** Dataset entries follows **
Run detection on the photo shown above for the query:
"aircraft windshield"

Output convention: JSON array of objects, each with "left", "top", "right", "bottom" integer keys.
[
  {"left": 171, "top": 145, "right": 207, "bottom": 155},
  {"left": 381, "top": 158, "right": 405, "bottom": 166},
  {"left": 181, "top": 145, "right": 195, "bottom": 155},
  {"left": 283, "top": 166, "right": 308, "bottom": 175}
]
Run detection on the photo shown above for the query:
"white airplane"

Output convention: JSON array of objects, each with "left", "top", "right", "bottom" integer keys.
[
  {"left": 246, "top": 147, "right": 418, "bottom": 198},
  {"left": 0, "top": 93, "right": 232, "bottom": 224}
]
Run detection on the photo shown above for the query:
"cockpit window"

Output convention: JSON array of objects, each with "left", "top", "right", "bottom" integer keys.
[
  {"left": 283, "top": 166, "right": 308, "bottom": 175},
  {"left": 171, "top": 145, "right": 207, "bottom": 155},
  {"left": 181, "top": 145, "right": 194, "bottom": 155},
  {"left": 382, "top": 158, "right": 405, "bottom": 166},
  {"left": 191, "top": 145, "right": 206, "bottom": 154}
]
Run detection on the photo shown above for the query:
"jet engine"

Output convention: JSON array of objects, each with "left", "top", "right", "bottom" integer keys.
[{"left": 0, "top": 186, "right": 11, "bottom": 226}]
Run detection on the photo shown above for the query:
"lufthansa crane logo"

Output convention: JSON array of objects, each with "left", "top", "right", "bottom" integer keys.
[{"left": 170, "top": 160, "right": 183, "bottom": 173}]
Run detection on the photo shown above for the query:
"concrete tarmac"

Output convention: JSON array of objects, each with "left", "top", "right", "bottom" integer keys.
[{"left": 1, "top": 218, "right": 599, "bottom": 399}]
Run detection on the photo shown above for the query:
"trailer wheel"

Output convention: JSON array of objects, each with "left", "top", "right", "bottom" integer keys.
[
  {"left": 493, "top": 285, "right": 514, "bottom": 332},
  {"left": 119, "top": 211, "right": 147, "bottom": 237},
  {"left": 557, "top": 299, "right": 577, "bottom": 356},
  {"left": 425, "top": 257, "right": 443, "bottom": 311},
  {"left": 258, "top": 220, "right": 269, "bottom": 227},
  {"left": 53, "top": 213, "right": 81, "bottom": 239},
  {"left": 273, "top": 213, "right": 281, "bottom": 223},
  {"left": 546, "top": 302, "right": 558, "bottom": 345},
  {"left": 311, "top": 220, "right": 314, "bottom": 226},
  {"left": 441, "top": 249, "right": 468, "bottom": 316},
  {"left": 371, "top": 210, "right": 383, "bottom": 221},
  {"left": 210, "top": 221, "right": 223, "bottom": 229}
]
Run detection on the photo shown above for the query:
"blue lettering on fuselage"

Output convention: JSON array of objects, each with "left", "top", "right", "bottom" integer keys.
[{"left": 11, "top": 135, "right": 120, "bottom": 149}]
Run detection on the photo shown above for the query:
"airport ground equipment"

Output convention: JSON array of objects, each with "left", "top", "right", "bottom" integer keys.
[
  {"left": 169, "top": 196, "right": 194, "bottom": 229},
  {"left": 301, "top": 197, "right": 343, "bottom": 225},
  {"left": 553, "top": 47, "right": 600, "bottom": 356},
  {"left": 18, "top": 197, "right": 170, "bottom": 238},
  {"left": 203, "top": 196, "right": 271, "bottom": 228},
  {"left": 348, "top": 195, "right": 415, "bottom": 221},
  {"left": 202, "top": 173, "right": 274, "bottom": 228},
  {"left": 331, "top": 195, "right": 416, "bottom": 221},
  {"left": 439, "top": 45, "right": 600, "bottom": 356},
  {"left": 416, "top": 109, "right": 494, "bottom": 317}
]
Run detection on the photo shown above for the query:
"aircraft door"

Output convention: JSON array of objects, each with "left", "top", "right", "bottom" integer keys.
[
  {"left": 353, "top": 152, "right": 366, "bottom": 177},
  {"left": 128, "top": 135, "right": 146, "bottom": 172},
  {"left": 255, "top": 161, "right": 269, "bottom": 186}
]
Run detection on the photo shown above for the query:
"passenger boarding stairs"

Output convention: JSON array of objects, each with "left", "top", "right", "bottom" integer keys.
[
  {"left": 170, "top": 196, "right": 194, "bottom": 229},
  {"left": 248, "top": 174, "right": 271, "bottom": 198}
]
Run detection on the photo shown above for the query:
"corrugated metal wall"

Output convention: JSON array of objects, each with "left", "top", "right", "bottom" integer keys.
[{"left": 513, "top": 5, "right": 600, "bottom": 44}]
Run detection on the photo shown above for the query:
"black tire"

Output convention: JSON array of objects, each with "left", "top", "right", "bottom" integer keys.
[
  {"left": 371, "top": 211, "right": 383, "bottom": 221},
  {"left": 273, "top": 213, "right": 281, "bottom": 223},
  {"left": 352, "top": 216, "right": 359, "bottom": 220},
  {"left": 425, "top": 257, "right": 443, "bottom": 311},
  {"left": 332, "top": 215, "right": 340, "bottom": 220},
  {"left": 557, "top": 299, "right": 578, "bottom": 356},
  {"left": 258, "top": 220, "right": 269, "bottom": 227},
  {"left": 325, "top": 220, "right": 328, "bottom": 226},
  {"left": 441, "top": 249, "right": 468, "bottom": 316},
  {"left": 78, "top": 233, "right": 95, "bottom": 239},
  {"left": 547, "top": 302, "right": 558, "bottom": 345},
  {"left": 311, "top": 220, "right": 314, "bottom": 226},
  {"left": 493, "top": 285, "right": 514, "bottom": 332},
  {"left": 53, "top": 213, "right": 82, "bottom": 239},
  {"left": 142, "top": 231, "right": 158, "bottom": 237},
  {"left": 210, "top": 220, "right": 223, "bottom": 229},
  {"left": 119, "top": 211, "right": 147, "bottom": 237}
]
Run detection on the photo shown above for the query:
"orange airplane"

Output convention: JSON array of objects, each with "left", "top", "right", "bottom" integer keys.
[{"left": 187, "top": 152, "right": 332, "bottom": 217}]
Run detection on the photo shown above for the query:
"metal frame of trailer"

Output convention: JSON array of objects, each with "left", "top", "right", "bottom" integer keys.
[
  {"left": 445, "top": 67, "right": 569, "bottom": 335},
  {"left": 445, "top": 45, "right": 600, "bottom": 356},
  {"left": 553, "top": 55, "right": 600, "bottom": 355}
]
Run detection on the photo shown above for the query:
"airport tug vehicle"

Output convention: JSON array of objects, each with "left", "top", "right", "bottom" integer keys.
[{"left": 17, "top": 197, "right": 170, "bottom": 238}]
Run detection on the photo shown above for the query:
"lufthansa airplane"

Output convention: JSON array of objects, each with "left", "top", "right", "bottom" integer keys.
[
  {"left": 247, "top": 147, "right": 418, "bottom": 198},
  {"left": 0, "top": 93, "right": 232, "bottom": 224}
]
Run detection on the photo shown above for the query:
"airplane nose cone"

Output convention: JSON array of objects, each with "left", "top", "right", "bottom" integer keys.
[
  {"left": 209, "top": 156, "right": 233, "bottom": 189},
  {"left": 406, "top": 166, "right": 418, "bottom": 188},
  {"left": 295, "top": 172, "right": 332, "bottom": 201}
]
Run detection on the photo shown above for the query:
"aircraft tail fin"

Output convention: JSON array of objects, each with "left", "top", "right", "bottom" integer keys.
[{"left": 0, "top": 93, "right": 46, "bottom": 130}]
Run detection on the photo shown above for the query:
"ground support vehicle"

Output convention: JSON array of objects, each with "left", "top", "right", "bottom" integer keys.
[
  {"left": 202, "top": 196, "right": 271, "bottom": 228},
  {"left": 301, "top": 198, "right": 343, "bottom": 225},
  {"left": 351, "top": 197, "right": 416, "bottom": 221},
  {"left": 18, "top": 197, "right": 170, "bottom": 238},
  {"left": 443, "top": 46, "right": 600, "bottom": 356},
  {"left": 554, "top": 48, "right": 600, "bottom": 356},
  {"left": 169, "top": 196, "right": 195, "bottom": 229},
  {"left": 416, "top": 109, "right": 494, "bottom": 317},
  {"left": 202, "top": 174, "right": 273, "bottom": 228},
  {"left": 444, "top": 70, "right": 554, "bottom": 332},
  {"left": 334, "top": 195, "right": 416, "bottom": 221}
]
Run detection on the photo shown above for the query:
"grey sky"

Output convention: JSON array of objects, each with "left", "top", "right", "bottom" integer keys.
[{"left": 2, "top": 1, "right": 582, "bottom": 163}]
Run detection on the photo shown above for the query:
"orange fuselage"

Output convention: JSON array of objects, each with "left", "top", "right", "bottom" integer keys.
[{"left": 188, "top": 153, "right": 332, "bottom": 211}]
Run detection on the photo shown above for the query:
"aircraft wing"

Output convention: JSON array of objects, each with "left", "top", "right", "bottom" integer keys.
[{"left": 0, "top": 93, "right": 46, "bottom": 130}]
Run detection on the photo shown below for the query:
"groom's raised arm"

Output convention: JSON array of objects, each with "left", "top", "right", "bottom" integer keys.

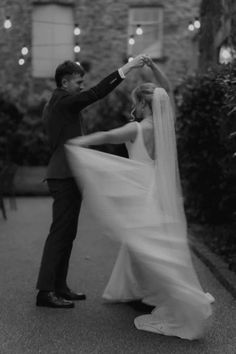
[{"left": 59, "top": 55, "right": 145, "bottom": 111}]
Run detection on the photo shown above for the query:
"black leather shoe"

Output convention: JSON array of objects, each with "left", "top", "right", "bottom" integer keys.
[
  {"left": 56, "top": 289, "right": 86, "bottom": 301},
  {"left": 36, "top": 291, "right": 75, "bottom": 308}
]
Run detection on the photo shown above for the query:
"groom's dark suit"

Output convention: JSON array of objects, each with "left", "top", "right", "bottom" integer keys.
[{"left": 36, "top": 70, "right": 123, "bottom": 292}]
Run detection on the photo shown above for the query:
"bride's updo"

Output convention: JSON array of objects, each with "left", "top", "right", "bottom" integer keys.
[{"left": 132, "top": 83, "right": 157, "bottom": 109}]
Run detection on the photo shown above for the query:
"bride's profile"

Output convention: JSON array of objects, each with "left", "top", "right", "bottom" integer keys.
[{"left": 65, "top": 57, "right": 213, "bottom": 340}]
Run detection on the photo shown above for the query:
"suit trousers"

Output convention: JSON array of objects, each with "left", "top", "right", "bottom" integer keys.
[{"left": 36, "top": 178, "right": 82, "bottom": 291}]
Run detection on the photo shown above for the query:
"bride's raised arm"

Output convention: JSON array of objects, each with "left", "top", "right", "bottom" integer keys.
[
  {"left": 144, "top": 57, "right": 175, "bottom": 113},
  {"left": 67, "top": 121, "right": 138, "bottom": 147},
  {"left": 144, "top": 57, "right": 171, "bottom": 92}
]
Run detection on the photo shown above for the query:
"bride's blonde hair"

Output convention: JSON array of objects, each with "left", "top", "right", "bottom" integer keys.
[{"left": 131, "top": 83, "right": 157, "bottom": 109}]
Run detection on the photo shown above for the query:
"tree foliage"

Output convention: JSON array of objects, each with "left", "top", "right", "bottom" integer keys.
[{"left": 176, "top": 62, "right": 236, "bottom": 223}]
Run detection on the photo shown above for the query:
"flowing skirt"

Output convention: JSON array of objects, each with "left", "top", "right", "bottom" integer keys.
[{"left": 65, "top": 145, "right": 212, "bottom": 340}]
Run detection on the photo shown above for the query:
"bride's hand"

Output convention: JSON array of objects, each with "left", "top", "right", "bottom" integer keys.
[{"left": 143, "top": 55, "right": 154, "bottom": 67}]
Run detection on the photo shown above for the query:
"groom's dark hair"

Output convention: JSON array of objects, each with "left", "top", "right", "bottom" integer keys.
[{"left": 55, "top": 60, "right": 85, "bottom": 87}]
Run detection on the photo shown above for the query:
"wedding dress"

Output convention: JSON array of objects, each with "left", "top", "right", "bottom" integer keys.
[{"left": 65, "top": 89, "right": 212, "bottom": 340}]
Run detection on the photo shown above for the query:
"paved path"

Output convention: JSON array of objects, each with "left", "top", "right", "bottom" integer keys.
[{"left": 0, "top": 198, "right": 235, "bottom": 354}]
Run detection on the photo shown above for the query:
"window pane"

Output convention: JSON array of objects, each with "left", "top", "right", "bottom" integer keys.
[
  {"left": 32, "top": 4, "right": 74, "bottom": 78},
  {"left": 128, "top": 7, "right": 163, "bottom": 59},
  {"left": 132, "top": 8, "right": 161, "bottom": 23}
]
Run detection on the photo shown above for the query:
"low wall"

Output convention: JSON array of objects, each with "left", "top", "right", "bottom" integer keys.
[{"left": 14, "top": 166, "right": 49, "bottom": 195}]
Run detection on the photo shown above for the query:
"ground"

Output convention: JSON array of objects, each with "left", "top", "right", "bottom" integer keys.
[{"left": 0, "top": 197, "right": 235, "bottom": 354}]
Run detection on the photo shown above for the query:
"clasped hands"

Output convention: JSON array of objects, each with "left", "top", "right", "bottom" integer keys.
[{"left": 129, "top": 54, "right": 153, "bottom": 69}]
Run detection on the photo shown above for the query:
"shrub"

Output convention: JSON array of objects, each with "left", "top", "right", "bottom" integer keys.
[
  {"left": 176, "top": 62, "right": 236, "bottom": 223},
  {"left": 0, "top": 91, "right": 23, "bottom": 167},
  {"left": 0, "top": 89, "right": 52, "bottom": 167},
  {"left": 16, "top": 92, "right": 51, "bottom": 166}
]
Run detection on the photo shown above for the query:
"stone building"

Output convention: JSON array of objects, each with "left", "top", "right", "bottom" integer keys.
[{"left": 0, "top": 0, "right": 201, "bottom": 101}]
** End of Dataset entries **
* [Try it]
Copy each line of the listing that carries the word "raised".

* [Response for this exercise]
"groom's raised arm"
"bride's raised arm"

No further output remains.